EXERCISE DIRECTIONS: In your copy of the data, omit the pictures and keep all else exactly as given.

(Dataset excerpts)

========================================================================

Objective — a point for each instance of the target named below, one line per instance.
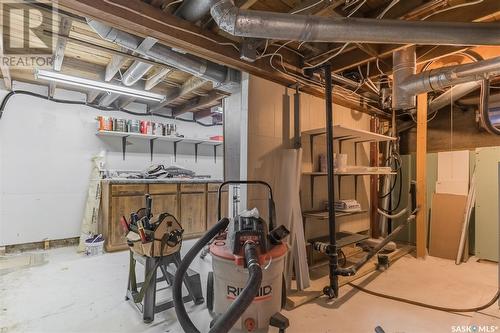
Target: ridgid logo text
(27, 33)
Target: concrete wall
(466, 134)
(45, 160)
(265, 136)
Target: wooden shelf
(124, 136)
(323, 214)
(350, 134)
(158, 137)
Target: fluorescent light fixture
(218, 109)
(41, 74)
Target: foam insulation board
(453, 172)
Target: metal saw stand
(148, 307)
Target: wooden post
(421, 237)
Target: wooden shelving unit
(160, 138)
(342, 134)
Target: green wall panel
(486, 222)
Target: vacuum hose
(224, 323)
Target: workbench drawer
(162, 188)
(190, 188)
(129, 189)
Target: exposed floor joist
(156, 78)
(189, 86)
(144, 20)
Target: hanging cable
(429, 306)
(7, 97)
(452, 7)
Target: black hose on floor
(424, 305)
(180, 310)
(225, 322)
(7, 97)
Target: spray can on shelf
(105, 123)
(134, 126)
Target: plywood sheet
(446, 224)
(486, 219)
(453, 166)
(458, 187)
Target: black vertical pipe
(296, 119)
(333, 257)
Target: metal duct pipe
(194, 10)
(135, 72)
(455, 92)
(281, 26)
(444, 99)
(407, 85)
(161, 53)
(108, 98)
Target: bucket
(134, 126)
(146, 127)
(105, 123)
(120, 125)
(94, 245)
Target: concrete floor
(73, 293)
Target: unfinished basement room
(250, 166)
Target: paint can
(157, 129)
(134, 126)
(120, 125)
(146, 127)
(105, 123)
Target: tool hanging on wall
(156, 243)
(91, 213)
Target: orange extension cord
(429, 306)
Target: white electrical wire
(357, 8)
(329, 58)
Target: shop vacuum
(246, 290)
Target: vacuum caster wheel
(210, 292)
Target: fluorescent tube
(41, 74)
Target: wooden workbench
(192, 201)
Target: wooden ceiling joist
(203, 114)
(211, 99)
(114, 66)
(156, 78)
(62, 40)
(141, 19)
(92, 96)
(189, 86)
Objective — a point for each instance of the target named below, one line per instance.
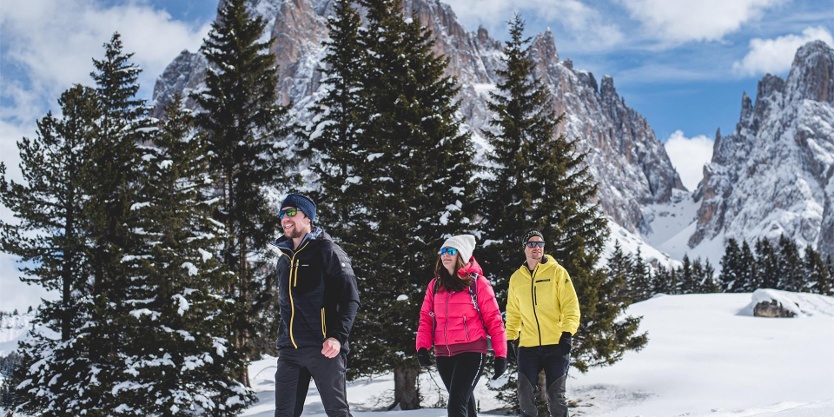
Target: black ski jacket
(317, 294)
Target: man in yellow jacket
(542, 316)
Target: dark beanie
(301, 202)
(529, 235)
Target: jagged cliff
(624, 155)
(773, 174)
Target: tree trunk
(405, 388)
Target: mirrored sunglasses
(449, 251)
(289, 212)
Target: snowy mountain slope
(623, 153)
(707, 356)
(773, 175)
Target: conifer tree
(688, 277)
(732, 274)
(749, 268)
(667, 281)
(245, 131)
(50, 240)
(792, 275)
(81, 370)
(640, 279)
(179, 359)
(538, 180)
(418, 188)
(709, 284)
(768, 267)
(618, 269)
(819, 279)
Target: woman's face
(449, 261)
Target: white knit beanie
(463, 243)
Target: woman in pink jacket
(459, 311)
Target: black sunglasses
(289, 212)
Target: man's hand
(330, 348)
(565, 343)
(423, 358)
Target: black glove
(499, 365)
(423, 358)
(512, 351)
(565, 343)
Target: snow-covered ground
(707, 356)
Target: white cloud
(48, 45)
(677, 21)
(688, 156)
(775, 56)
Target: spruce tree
(732, 274)
(418, 188)
(179, 360)
(689, 279)
(50, 240)
(792, 275)
(749, 268)
(245, 131)
(768, 261)
(640, 279)
(83, 368)
(618, 269)
(538, 180)
(333, 145)
(819, 278)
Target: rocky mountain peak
(773, 175)
(624, 155)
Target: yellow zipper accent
(293, 280)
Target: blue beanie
(301, 202)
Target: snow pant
(292, 380)
(460, 373)
(531, 361)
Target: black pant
(460, 374)
(531, 361)
(292, 380)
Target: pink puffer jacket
(458, 326)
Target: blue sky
(683, 64)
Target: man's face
(537, 251)
(294, 222)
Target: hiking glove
(499, 365)
(423, 358)
(512, 351)
(565, 343)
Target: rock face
(771, 309)
(773, 175)
(624, 155)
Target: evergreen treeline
(153, 232)
(777, 265)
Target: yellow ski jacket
(542, 304)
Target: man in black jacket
(318, 301)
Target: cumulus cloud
(775, 56)
(48, 45)
(585, 24)
(688, 156)
(679, 21)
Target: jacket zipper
(292, 281)
(535, 301)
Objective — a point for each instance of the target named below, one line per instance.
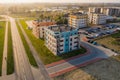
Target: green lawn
(29, 54)
(45, 55)
(2, 34)
(10, 59)
(111, 41)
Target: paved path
(22, 65)
(43, 73)
(95, 54)
(4, 61)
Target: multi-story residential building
(110, 11)
(78, 20)
(38, 27)
(97, 18)
(61, 39)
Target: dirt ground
(108, 69)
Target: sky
(60, 1)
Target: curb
(74, 67)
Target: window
(66, 39)
(61, 40)
(75, 37)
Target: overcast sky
(61, 1)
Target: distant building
(97, 18)
(61, 39)
(94, 10)
(38, 27)
(78, 20)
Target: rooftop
(43, 22)
(61, 28)
(78, 14)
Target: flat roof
(61, 28)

========================================================================

RESPONSE TO THIS EXERCISE:
Objective — a point for each instance of the target named below, one line per instance.
Target: ridgid logo text
(27, 33)
Target: concrete wall
(466, 134)
(45, 160)
(265, 136)
Target: wooden shelf
(124, 136)
(323, 214)
(350, 134)
(158, 137)
Target: fluorescent light fixture
(218, 109)
(41, 74)
Target: foam insulation board
(453, 172)
Target: metal saw stand
(148, 307)
Target: wooden post
(421, 237)
Target: wooden shelving unit
(160, 138)
(342, 134)
Target: green wall panel
(486, 222)
Target: vacuum hose
(224, 323)
Target: workbench drawer
(162, 188)
(190, 188)
(129, 189)
Target: exposed floor joist
(156, 78)
(189, 86)
(144, 20)
Target: hanging cable
(429, 306)
(7, 97)
(452, 7)
Target: black hose on floor
(424, 305)
(180, 310)
(225, 322)
(7, 97)
Target: spray can on shelf
(105, 123)
(134, 126)
Target: plywood sheet
(446, 224)
(486, 219)
(453, 166)
(458, 187)
Target: black vertical pipe
(296, 119)
(333, 257)
Target: metal duct pipe
(194, 10)
(135, 72)
(455, 92)
(281, 26)
(444, 99)
(407, 85)
(161, 53)
(108, 98)
Target: bucket
(134, 126)
(146, 127)
(105, 123)
(120, 125)
(94, 245)
Target: concrete floor
(73, 293)
Target: unfinished basement room
(250, 166)
Target: paint can
(157, 129)
(134, 126)
(120, 125)
(146, 127)
(105, 123)
Target: tool hanging on wall
(156, 243)
(91, 213)
Target: orange extension cord
(429, 306)
Target: white electrical wire
(357, 8)
(329, 58)
Target: shop vacuum
(246, 290)
Target: vacuum caster wheel
(210, 292)
Target: fluorescent tube
(41, 74)
Target: wooden workbench
(192, 201)
Target: wooden ceiling joist
(203, 114)
(211, 99)
(114, 66)
(156, 78)
(62, 40)
(141, 19)
(92, 96)
(189, 86)
Objective — a point for each instance of the target named below, one line per instance.
Target: black ski jacket
(317, 294)
Target: man in yellow jacket
(542, 316)
Target: dark beanie
(301, 202)
(529, 235)
Target: jagged cliff
(624, 155)
(773, 174)
Target: tree trunk
(405, 388)
Target: mirrored sunglasses
(449, 251)
(289, 212)
Target: snowy mountain slope
(623, 153)
(707, 356)
(773, 175)
Target: conifer tree
(688, 277)
(732, 274)
(749, 268)
(667, 281)
(245, 131)
(50, 240)
(792, 275)
(81, 370)
(640, 279)
(179, 359)
(538, 180)
(418, 188)
(709, 284)
(768, 267)
(618, 269)
(819, 279)
Target: woman's face
(449, 261)
Target: white knit beanie
(463, 243)
Target: woman in pink jacket
(459, 311)
Target: black sunglasses
(289, 212)
Target: man's hand
(330, 348)
(565, 343)
(423, 358)
Target: black glove
(499, 365)
(423, 358)
(512, 351)
(565, 343)
Target: snow-covered ground
(707, 356)
Target: white cloud
(48, 45)
(677, 21)
(688, 156)
(775, 56)
Target: spruce tree
(732, 274)
(418, 188)
(179, 360)
(689, 279)
(50, 240)
(792, 275)
(749, 268)
(245, 131)
(768, 261)
(640, 279)
(83, 368)
(618, 269)
(538, 180)
(333, 145)
(819, 278)
Target: rocky mountain peak
(773, 175)
(624, 155)
Target: yellow zipper accent
(293, 280)
Target: blue beanie
(301, 202)
Target: snow pant
(292, 380)
(460, 373)
(531, 361)
Target: black pant
(460, 374)
(531, 361)
(292, 380)
Target: pink puffer jacket
(458, 326)
Target: blue sky
(683, 64)
Target: man's face
(537, 251)
(294, 222)
Target: hiking glove
(499, 365)
(423, 358)
(512, 351)
(565, 343)
Target: rock face
(771, 309)
(773, 175)
(624, 155)
Target: evergreen treeline
(153, 232)
(777, 265)
Target: yellow ski jacket
(542, 304)
Target: man in black jacket
(318, 301)
Target: cumulus cloud
(775, 56)
(48, 45)
(585, 24)
(688, 156)
(679, 21)
Target: jacket zipper
(292, 281)
(535, 301)
Objective — a point for each instance of the target named below, one line per instance.
Target: green lawn
(29, 54)
(45, 55)
(2, 34)
(10, 59)
(111, 41)
Target: paved path
(22, 65)
(43, 73)
(95, 54)
(4, 61)
Target: multi-story residential building
(110, 11)
(78, 20)
(38, 27)
(97, 18)
(61, 39)
Target: dirt ground
(108, 69)
Target: sky
(60, 1)
Target: curb
(74, 67)
Target: window
(66, 39)
(61, 40)
(75, 37)
Target: overcast sky
(61, 1)
Target: distant building
(97, 18)
(61, 39)
(94, 10)
(38, 27)
(78, 20)
Target: rooftop
(43, 22)
(61, 28)
(78, 14)
Target: flat roof
(61, 28)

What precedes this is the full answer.